Texto de partida:
>>>
El sentido de las palabras, en esta ocasión como en otros muchos casos, han sido desviados de su acepción original, bien por desconocimiento, por traducciones deficientes y también por intereses que nada tenían que ver con el sentido primitivo de las ideas expresadas.

Cuando el Maestro habla del renacimiento de agua y Espíritu, se refiere al «agua» como símbolo de lo tangible, del cuerpo físico, que era tal y como se entendía en la época de Jesús. El «Espíritu» es considerado en su acepción original al espíritu propiamente dicho, ser inmaterial, creado sencillo e ignorante, que algún día deberá retornar puro a la casa de Dios Padre.

De tal modo que; «Nadie puede ver el Reino de Dios sino aquel que renaciere de nuevo» (Juan – 3;3), es la condición indispensable para ascender paulatinamente en la evolución. Aunque en el mundo espiritual también se progresa, y es donde se preparan las existencias posteriores, es en la vuelta al cuerpo físico donde se plasma lo aprendido. En virtud al ejercicio de la voluntad que nos otorga el libre albedrío, podremos progresar más rápido o más lento, pero es el recorrido inevitable que nos conducirá a nuestro destino final.

Los primeros cristianos lo tenían perfectamente asumido, no sólo como se refleja en la narración de este encuentro memorable entre el Sublime Rabí con el doctor en leyes, sino por otros ejemplos recogidos en los evangelios que hablan claramente, de la pluralidad de existencias.

Sin embargo, la doctrina de la reencarnación por sus características suscitaba un problema capital, le restaba autoridad y protagonismo a los poderes establecidos. El interés de las autoridades estaba mas enfocado a un cambio de imagen, substituyendo sus viejas creencias religiosas, ya caducas y muy desgastadas, por la adopción de un cristianismo, hasta ese momento perseguido, para adaptarlo a los intereses mundanos de los más poderosos. Realizando una especie de fusión, asimilando lo viejo a lo nuevo.
<<<
[Registros almacenados del conjunto de datos]
>>>
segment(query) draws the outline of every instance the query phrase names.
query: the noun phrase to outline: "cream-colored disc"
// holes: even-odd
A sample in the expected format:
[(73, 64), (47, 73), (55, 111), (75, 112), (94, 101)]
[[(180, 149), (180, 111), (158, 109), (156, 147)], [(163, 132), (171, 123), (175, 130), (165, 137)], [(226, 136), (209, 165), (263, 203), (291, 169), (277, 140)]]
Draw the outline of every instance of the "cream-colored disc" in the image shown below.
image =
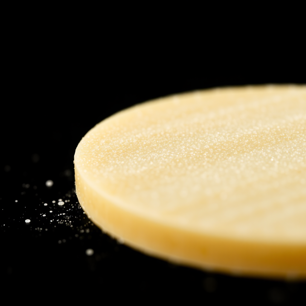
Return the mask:
[(93, 221), (204, 269), (306, 278), (306, 86), (217, 88), (137, 105), (78, 146)]

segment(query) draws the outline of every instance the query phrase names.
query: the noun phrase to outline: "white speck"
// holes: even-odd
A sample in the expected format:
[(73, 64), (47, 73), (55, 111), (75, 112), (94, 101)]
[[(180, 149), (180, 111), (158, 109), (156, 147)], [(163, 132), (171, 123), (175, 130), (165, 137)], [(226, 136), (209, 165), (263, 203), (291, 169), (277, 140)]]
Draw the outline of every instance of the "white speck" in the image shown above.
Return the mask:
[(52, 180), (48, 180), (46, 182), (46, 185), (47, 187), (52, 187), (53, 185), (53, 181)]
[(94, 252), (94, 250), (92, 249), (87, 249), (85, 251), (86, 255), (88, 256), (91, 256), (92, 255), (93, 255)]

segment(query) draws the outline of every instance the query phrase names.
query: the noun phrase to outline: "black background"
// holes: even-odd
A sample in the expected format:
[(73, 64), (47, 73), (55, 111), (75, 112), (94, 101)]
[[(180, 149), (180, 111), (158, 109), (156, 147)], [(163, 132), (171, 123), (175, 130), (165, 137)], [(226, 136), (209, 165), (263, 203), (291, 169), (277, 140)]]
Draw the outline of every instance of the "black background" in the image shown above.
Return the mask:
[[(93, 294), (104, 300), (122, 296), (135, 300), (139, 293), (148, 301), (165, 296), (194, 304), (304, 301), (304, 282), (200, 271), (120, 244), (90, 222), (78, 206), (73, 164), (77, 144), (91, 128), (135, 104), (212, 87), (304, 83), (299, 33), (281, 23), (245, 32), (243, 24), (229, 27), (221, 19), (215, 21), (223, 22), (220, 31), (201, 21), (187, 26), (190, 21), (180, 23), (179, 17), (166, 27), (157, 16), (126, 18), (118, 24), (119, 18), (104, 21), (107, 11), (99, 16), (79, 13), (63, 21), (73, 13), (47, 21), (43, 14), (22, 22), (15, 18), (6, 32), (3, 292), (13, 299), (45, 293), (46, 299), (56, 300), (65, 294), (71, 302)], [(52, 187), (46, 186), (48, 180)], [(69, 201), (60, 207), (60, 198)], [(65, 217), (59, 215), (64, 212)], [(86, 254), (88, 248), (94, 250), (92, 256)]]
<<<
Objetivo del ejercicio: Escribe la continuación del texto sobre la reencarnación y el renacer de agua y Espíritu, comenzando después de su última frase.

Resultado:
Fueron promovidos diferentes concilios, como el de Nicea (325) o el de Constantinopla (553), para establecer unas bases que «unificaran» conceptos, seleccionando textos evangélicos y modificando otros. No existía una vocación de consenso, al contrario, se pretendían unos resultados acomodados, como decíamos anteriormente, a los intereses del momento. Fueron excluidos los opositores, como fue el caso de Orígenes de Alejandría, considerado como uno de los Padres de la Iglesia, junto con San Agustín y Santo Tomás. Sus obras fueron quemadas por las resoluciones adoptadas en el mencionado Concilio de Constantinopla.

¿Cuál era el problema? La reencarnación promueve, entre otras cosas, la renovación espiritual sin intermediarios. Nos hace responsables de nuestros actos. Es Dios quien juzga y nuestra conciencia ante El. Lo que sembramos recogemos; las riquezas, el poder, los placeres mundanos son transitorios y tendremos que rendir cuentas el día de mañana. La vida física es pasajera y adoptamos en cada etapa diferentes roles, bien económicos como físicos, encarnando como hombres o como mujeres, con salud o con enfermedad, etc., que componen las diferentes pruebas a las que nos debemos de someter.

La ley de la reencarnación, sin duda, no podía ser aceptada por unas autoridades acostumbradas, por lo general, a otro tipo de creencias mas externas, donde el Dios antropomórfico, da y quita privilegios, juzga arbitrariamente y es complaciente con sus representantes político-religiosos en la Tierra. Que perdona los pecados y antepone las formulas externas por encima de la vida espiritual interior y la reforma moral del individuo. Que crea dogmas inescrutables, marginando el buen sentido y la inteligencia, para someter a una obediencia ciega a sus feligreses.

Este fue el sentido original promovido por los representantes político-religiosos de los primeros siglos de nuestra era para someter al pueblo, que se prolongó durante muchos siglos, sin apenas modificaciones. Aquellos que osaban cuestionar, debatir o manifestar ideas diferentes eran anatematizados, despreciados, encarcelados, torturados e incluso, llegado al caso extremo, quemados en la hoguera.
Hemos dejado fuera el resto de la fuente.